++++ RAW DATA ++++

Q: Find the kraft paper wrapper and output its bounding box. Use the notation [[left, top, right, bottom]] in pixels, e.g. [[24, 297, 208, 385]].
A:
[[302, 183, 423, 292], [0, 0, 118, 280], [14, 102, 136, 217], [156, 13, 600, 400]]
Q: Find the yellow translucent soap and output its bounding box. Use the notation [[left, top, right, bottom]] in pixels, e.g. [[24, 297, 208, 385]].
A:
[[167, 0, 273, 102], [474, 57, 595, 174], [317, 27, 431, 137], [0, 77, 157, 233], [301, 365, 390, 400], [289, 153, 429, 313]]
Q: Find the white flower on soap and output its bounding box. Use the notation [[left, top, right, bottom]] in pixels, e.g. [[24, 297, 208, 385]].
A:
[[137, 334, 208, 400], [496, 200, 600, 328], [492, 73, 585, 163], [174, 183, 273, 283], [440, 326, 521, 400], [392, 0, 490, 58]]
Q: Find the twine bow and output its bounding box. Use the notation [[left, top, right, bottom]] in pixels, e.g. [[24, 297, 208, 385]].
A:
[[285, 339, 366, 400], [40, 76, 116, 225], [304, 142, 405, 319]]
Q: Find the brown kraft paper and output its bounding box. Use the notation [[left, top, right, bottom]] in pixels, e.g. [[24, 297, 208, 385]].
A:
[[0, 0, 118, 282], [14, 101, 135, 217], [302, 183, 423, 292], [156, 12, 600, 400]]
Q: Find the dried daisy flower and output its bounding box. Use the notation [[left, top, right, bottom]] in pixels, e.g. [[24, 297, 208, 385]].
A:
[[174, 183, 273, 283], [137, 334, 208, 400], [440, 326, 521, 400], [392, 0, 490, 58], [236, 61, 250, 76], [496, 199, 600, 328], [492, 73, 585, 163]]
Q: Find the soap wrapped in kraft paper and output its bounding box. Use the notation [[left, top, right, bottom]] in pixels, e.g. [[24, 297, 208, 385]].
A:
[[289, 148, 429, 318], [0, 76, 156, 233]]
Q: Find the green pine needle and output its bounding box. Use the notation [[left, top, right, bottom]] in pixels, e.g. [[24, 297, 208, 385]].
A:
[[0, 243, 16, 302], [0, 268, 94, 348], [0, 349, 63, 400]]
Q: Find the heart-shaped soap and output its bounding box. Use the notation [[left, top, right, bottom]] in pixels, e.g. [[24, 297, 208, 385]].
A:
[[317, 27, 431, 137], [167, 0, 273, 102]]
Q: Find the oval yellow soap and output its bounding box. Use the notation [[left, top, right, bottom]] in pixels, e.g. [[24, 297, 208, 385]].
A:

++++

- **WORK REQUIRED**: Update the lines above so that every "Find" reads "Locate", with nothing else altered.

- **TASK SOLUTION**:
Q: Locate the kraft paper wrapper and output its bounding box. Use the notation [[left, top, right, bottom]] in pixels, e.g. [[24, 297, 208, 385]].
A:
[[302, 183, 423, 292], [0, 0, 118, 280], [14, 102, 136, 217], [156, 13, 600, 400]]
Q: Locate the yellow translucent soap and output its bounding box. Use the notation [[left, top, right, bottom]] in pixels, e.g. [[24, 297, 208, 385]].
A:
[[167, 0, 273, 102], [474, 57, 595, 174], [317, 27, 431, 137], [0, 77, 157, 233], [301, 365, 390, 400], [289, 153, 429, 313]]
Q: Locate the white flower on soap and output its bounding box. Use the notation [[left, top, right, bottom]] in pixels, e.g. [[24, 297, 208, 385]].
A:
[[137, 334, 208, 400], [496, 200, 600, 328], [492, 73, 585, 163], [174, 183, 273, 283], [440, 326, 521, 400], [392, 0, 490, 58]]
Q: Locate the twine bow and output its bounding box. Use the notation [[left, top, right, bottom]] in pixels, e.g. [[24, 297, 208, 385]].
A:
[[285, 339, 366, 400], [40, 76, 116, 225], [304, 142, 405, 319]]
Q: Locate the brown kraft paper and output its bounding box. Use the notation [[left, top, right, bottom]] in pixels, e.g. [[24, 297, 208, 385]].
A:
[[0, 0, 118, 282], [14, 101, 135, 217], [302, 183, 423, 292], [156, 12, 600, 400]]
Q: Locate the dried daisy flower and output its bounding box. Use the notation [[left, top, right, bottom]] in pixels, e.g. [[24, 297, 208, 385]].
A:
[[174, 183, 273, 283], [137, 334, 208, 400], [440, 326, 521, 400], [392, 0, 490, 58], [236, 61, 250, 76], [496, 199, 600, 328], [492, 73, 585, 163]]
Q: Locate the soap wrapped in kraft paper and output its bounding box. Use the notation [[left, top, right, bottom]] in pixels, e.g. [[24, 297, 208, 385]].
A:
[[289, 148, 429, 318], [0, 76, 156, 233]]
Q: Locate the green pine needle and output its bounding box. Use the notation [[left, top, right, bottom]] in pixels, e.g. [[24, 297, 208, 385]].
A:
[[0, 243, 16, 302], [0, 268, 94, 348], [0, 349, 63, 400]]
Q: Locate the heart-shaped soap and output its bounding box. Use the notation [[left, top, right, bottom]] in pixels, e.g. [[24, 297, 208, 385]].
A:
[[317, 27, 431, 137], [167, 0, 273, 102]]
Q: Locate the oval yellow soap and output its bounding box. Use the notation [[left, top, right, bottom]] in pixels, e.g. [[24, 297, 208, 385]].
A:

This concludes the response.